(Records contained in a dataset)

◆ ◆ ◆ ◆ ◆ ◆ ◆

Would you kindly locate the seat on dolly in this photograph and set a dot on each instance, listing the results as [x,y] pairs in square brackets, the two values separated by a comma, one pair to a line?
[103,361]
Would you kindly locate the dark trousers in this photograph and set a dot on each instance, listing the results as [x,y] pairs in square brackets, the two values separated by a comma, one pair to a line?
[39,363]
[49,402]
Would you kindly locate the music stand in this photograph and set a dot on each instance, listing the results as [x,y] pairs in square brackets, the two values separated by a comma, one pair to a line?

◆ ◆ ◆ ◆ ◆ ◆ ◆

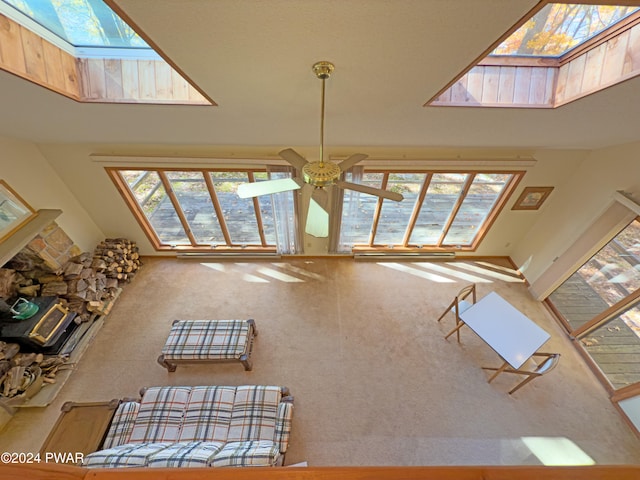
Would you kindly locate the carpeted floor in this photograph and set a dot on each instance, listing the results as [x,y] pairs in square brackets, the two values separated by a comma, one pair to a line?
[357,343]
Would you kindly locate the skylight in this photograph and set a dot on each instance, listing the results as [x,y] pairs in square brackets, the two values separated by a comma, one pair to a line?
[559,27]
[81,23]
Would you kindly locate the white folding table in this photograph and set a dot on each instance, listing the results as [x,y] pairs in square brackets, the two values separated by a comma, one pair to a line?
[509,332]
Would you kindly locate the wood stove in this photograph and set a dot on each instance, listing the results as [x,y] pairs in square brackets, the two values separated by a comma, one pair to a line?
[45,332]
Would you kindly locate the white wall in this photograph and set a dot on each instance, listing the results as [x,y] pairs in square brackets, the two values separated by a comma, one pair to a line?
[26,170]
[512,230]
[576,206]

◆ ◆ ◆ ◆ ◆ ◆ ◆

Scan the records above for the lines holding "Would you kindly locate the dark" and "Would you kindly locate the music". Transcribe those two and every line between them word for word, and no others.

Answer space:
Would you kindly locate the dark trousers in this photograph and set a dot on each instance, listing the results as [x,y] pairs in square brackets, the two values separated by a comma, one pair to a line?
[39,363]
[49,402]
Would you kindly locate the music stand in this photograph and set a dot on each instance, listing the results as [x,y] pairs in square brackets, the two values separated by a comma, one pair to a line?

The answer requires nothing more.